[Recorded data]
▼▼▼

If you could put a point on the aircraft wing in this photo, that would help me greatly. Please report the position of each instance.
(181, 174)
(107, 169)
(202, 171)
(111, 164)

▲▲▲

| What the exercise asks |
Rewrite all the records with "aircraft wing" replaced by "airplane wing", leaving everything else unchanged.

| Output of the task |
If you could put a point on the airplane wing in this photo, that would help me greatly. Please report the position of each instance.
(181, 174)
(107, 169)
(202, 171)
(111, 164)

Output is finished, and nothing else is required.